Which lines run from the line with "Put one point on every instance of the scaly" to the end of the entries? Write out exactly those, leaving out the pictures.

* START SOURCE MATERIAL *

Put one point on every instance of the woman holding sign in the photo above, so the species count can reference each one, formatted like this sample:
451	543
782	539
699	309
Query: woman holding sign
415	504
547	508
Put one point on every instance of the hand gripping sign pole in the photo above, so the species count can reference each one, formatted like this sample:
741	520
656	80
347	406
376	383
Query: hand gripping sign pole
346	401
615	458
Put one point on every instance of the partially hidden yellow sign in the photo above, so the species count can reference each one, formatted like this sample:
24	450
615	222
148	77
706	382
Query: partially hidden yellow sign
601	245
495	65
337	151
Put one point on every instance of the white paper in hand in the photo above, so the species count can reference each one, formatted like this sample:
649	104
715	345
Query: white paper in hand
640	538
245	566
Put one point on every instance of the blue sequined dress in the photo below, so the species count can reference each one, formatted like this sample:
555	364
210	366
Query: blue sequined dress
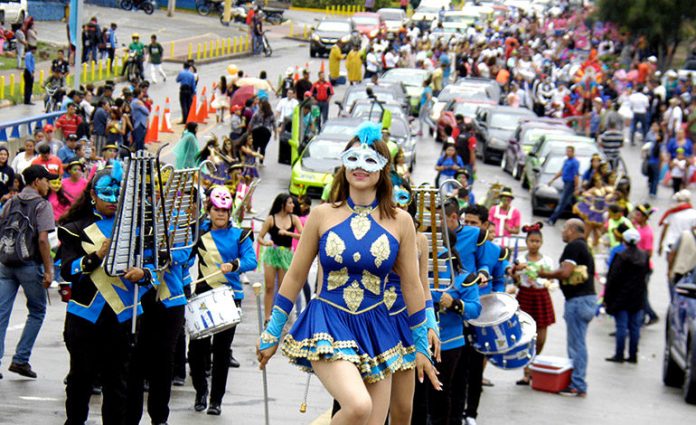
349	320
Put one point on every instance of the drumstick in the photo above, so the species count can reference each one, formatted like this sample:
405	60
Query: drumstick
257	291
303	406
196	282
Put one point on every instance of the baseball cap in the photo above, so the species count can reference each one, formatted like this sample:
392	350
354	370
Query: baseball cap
35	172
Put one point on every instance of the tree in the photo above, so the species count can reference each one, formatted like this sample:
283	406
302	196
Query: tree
662	22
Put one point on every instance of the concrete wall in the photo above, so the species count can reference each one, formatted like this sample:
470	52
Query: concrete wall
47	10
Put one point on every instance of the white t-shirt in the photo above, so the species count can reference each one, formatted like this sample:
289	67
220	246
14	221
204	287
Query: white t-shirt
678	222
639	103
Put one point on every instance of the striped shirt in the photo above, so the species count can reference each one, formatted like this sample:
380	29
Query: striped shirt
611	141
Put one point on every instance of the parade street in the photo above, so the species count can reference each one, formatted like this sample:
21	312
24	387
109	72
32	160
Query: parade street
618	394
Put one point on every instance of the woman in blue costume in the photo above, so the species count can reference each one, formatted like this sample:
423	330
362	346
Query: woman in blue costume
403	381
97	323
345	335
229	250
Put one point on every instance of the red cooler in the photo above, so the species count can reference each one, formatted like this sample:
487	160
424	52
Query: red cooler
551	374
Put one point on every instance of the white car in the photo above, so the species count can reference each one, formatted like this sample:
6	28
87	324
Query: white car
394	19
13	11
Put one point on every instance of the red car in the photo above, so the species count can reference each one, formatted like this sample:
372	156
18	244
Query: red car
369	24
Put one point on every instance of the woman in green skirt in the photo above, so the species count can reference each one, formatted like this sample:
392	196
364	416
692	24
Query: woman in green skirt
283	226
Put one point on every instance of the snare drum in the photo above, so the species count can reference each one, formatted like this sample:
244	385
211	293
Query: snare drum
523	353
498	328
211	312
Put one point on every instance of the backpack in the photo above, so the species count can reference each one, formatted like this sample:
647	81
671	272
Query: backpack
18	234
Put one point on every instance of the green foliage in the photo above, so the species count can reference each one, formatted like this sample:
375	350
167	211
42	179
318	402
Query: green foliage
323	4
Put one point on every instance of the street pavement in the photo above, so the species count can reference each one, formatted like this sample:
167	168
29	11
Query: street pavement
618	394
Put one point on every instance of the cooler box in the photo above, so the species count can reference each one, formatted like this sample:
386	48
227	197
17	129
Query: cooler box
551	374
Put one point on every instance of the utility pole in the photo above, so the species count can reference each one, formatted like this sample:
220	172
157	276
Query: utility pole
77	11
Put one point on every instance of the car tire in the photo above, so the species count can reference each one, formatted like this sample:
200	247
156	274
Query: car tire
672	375
690	373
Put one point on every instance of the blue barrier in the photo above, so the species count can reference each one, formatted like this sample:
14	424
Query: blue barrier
31	123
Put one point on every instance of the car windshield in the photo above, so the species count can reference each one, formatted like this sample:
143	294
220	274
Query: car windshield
338	128
506	120
365	20
532	136
555	163
324	149
333	26
362	94
408	76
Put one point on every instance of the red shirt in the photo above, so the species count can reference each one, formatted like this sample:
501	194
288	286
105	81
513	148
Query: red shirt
53	165
321	90
68	125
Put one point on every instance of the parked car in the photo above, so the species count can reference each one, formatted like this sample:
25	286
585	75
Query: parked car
412	80
368	24
545	196
537	154
394	19
383	93
494	128
327	33
526	135
315	166
13	11
679	364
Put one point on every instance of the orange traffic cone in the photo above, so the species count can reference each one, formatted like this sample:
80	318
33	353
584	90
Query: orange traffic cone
166	118
203	111
193	116
152	134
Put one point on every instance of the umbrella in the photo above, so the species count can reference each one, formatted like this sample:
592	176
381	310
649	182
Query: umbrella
254	82
242	94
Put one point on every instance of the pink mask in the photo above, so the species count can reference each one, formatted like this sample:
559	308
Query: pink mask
221	198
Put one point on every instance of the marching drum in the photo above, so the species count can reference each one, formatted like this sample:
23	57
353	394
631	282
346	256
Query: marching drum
523	353
211	312
498	328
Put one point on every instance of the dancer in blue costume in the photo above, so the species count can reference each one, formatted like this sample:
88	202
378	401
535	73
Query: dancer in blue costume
345	335
97	323
403	381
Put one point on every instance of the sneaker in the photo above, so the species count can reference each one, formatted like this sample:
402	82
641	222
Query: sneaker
572	392
23	369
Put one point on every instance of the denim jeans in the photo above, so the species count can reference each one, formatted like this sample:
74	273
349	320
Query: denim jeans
644	124
628	322
30	279
579	311
565	199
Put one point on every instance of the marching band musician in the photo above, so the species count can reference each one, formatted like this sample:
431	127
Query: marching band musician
97	332
160	327
345	335
229	250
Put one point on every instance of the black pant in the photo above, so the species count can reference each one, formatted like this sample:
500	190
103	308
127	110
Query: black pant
185	99
97	347
199	351
470	374
28	86
261	136
153	359
443	407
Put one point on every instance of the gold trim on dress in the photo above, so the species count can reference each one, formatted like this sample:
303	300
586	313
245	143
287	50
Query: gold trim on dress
337	278
353	296
371	282
380	250
335	247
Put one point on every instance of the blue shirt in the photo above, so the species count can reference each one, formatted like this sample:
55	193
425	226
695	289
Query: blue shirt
29	64
571	168
186	78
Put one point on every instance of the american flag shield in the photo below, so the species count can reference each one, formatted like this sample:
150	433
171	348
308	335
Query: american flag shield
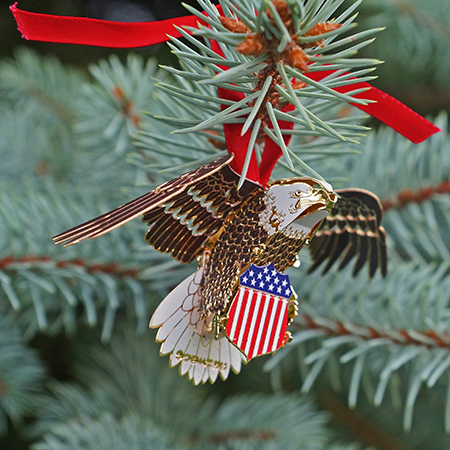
258	316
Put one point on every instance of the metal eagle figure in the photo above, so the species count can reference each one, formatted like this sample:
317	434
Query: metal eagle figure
203	215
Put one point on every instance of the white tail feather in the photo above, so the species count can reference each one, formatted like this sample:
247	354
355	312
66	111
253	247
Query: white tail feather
202	357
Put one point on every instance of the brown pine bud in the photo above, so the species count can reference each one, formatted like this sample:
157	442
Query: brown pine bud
235	26
299	85
253	44
295	57
283	10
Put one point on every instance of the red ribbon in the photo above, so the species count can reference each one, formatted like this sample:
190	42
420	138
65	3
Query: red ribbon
79	30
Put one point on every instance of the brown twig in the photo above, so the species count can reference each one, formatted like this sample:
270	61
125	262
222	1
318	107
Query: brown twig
401	337
109	268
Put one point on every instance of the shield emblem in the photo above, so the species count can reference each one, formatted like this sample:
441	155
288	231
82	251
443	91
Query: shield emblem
258	316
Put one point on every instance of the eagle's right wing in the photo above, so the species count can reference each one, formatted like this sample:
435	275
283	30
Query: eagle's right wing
352	230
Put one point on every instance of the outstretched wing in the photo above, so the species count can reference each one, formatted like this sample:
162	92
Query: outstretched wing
181	213
352	230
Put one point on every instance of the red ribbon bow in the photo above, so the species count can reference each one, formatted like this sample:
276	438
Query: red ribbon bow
102	33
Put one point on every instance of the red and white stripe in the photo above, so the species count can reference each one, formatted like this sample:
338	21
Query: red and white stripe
257	322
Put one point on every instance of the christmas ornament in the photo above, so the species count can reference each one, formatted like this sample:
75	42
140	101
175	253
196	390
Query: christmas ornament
216	319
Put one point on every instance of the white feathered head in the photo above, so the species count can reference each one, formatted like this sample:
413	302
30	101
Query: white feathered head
297	206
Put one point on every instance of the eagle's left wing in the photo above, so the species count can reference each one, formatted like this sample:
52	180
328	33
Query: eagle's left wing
352	230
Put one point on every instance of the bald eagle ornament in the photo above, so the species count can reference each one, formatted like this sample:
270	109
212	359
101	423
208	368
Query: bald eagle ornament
237	304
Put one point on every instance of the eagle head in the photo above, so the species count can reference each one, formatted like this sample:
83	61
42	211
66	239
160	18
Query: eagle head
297	206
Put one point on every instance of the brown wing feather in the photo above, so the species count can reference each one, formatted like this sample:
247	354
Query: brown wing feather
182	225
352	230
129	211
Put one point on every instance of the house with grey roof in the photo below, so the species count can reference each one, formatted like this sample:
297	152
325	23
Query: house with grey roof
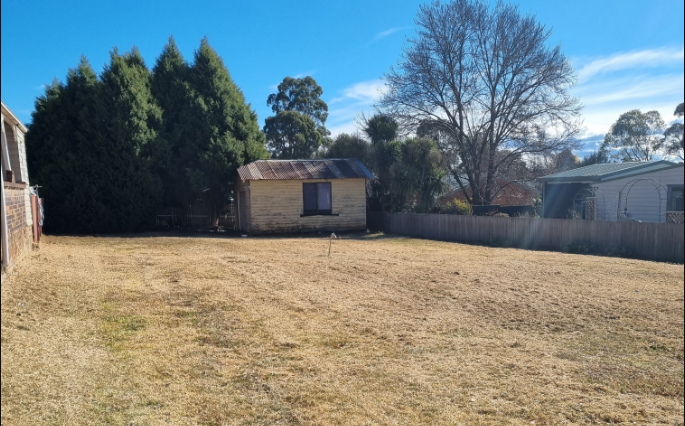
279	196
639	191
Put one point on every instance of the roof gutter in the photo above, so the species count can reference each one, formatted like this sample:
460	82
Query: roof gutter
3	206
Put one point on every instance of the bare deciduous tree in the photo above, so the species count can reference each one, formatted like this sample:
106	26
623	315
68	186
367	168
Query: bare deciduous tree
487	82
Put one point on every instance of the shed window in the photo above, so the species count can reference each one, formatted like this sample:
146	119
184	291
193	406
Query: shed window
675	199
317	198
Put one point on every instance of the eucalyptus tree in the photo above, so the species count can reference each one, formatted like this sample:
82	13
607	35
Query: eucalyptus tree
636	136
674	135
298	128
488	81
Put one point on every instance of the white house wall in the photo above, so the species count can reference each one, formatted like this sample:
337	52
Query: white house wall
643	201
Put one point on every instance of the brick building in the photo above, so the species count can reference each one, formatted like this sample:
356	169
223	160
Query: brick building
17	216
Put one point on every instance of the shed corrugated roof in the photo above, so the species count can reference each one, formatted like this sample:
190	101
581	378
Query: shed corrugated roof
605	171
347	168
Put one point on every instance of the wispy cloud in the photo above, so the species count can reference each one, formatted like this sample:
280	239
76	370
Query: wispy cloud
648	80
629	89
306	74
353	100
388	32
366	92
649	58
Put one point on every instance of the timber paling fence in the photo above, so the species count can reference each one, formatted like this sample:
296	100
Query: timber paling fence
650	241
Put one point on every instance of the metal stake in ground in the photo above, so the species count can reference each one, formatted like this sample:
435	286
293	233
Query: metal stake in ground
330	243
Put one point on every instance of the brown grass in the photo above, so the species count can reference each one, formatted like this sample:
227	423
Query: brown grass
388	331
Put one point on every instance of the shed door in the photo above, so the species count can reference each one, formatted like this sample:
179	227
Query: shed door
242	201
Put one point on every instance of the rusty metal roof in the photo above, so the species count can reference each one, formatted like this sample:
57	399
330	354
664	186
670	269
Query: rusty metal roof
347	168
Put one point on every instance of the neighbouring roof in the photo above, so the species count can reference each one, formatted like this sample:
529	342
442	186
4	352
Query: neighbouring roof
9	115
609	171
347	168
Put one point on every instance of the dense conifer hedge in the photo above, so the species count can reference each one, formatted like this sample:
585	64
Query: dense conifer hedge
109	150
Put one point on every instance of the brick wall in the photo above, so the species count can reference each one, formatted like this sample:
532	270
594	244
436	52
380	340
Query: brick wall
20	235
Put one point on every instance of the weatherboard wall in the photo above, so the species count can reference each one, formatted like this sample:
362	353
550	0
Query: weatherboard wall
646	202
277	206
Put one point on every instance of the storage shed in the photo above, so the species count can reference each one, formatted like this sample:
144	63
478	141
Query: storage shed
278	196
639	191
16	224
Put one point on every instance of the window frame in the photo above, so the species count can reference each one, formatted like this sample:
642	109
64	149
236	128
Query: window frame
316	212
669	198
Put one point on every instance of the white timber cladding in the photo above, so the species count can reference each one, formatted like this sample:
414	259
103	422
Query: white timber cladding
278	206
16	149
242	197
643	200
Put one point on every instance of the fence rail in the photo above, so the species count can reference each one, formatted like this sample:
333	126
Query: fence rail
650	241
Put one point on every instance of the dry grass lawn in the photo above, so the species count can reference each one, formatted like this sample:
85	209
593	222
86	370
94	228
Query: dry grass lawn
387	331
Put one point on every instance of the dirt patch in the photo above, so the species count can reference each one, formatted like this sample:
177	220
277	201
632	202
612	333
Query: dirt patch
267	331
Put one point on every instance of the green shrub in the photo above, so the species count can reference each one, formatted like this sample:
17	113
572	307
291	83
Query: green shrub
580	248
457	207
500	242
619	251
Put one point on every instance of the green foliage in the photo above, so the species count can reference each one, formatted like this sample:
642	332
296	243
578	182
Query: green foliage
171	88
380	128
580	248
302	95
108	151
636	136
674	136
298	129
456	207
616	250
598	157
224	132
292	135
89	148
410	174
348	146
500	242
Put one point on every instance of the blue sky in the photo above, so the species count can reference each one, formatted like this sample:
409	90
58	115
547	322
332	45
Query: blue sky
628	54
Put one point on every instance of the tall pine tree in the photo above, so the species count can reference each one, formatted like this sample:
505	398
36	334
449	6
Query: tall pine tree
224	132
171	88
109	151
131	119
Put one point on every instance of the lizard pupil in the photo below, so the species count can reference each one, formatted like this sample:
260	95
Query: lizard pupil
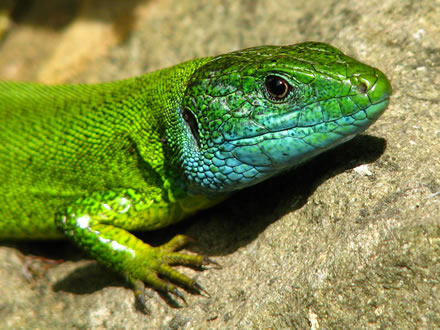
191	121
277	88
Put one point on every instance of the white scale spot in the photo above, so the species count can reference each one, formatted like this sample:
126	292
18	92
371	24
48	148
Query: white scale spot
106	206
116	246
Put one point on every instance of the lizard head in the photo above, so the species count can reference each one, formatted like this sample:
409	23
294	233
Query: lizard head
253	113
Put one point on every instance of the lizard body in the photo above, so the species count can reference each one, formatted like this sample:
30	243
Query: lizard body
93	162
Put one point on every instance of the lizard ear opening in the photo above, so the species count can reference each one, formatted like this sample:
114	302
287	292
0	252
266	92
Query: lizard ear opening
191	121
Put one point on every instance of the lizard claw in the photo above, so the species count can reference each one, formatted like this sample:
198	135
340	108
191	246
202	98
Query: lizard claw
179	295
202	289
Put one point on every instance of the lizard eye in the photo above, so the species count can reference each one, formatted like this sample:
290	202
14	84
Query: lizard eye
277	88
191	121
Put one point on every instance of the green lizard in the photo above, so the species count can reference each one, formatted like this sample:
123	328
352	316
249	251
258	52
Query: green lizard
93	162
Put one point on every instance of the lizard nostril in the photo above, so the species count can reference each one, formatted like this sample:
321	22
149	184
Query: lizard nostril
362	88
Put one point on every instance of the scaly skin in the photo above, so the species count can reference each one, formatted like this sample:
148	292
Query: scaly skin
93	162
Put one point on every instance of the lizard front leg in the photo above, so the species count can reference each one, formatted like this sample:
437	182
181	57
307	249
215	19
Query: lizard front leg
98	224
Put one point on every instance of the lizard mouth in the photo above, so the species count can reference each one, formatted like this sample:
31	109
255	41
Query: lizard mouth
290	147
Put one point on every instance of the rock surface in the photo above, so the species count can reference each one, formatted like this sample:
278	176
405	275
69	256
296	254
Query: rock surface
350	240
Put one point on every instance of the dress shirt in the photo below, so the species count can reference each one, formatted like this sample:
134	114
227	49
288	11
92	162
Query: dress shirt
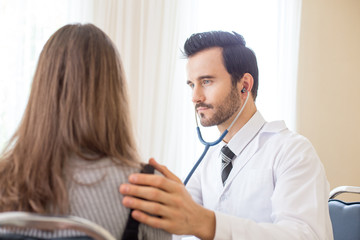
277	188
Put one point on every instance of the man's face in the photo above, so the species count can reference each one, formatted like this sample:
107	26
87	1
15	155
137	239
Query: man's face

* END SOURCE MATERIAL *

### WRITTEN SOLUTION
Put one point on every instance of the scaly skin in the photo above, so the species count can reference each one, formatted like this sample:
148	292
Query: scaly skin
93	162
Put one point on every instance of the lizard front leg in the photo above, so the species count can reference each one, formatted like this sample:
437	182
181	57
307	249
215	19
Query: lizard front leg
98	224
Put one point on every instance of the lizard mouth in the photo above, so the species count can reference each one, formatted like this sample:
31	109
255	41
Query: lizard mouth
290	147
Put one point on every instance of the rock surface in the photo above, so the species count can reference each one, formatted like this sample:
278	176
405	275
69	256
296	254
Query: rock surface
350	240
Put one point on every instance of the dress shirt in the photo below, so the species count can reference each one, formatted like this sample:
134	114
227	49
288	11
92	162
Query: dress shirt
277	188
Put one point on every instance of the man's face in the photo above, so the species count can reference each one, formatted like this sample:
107	26
87	1
15	155
137	239
Query: man's face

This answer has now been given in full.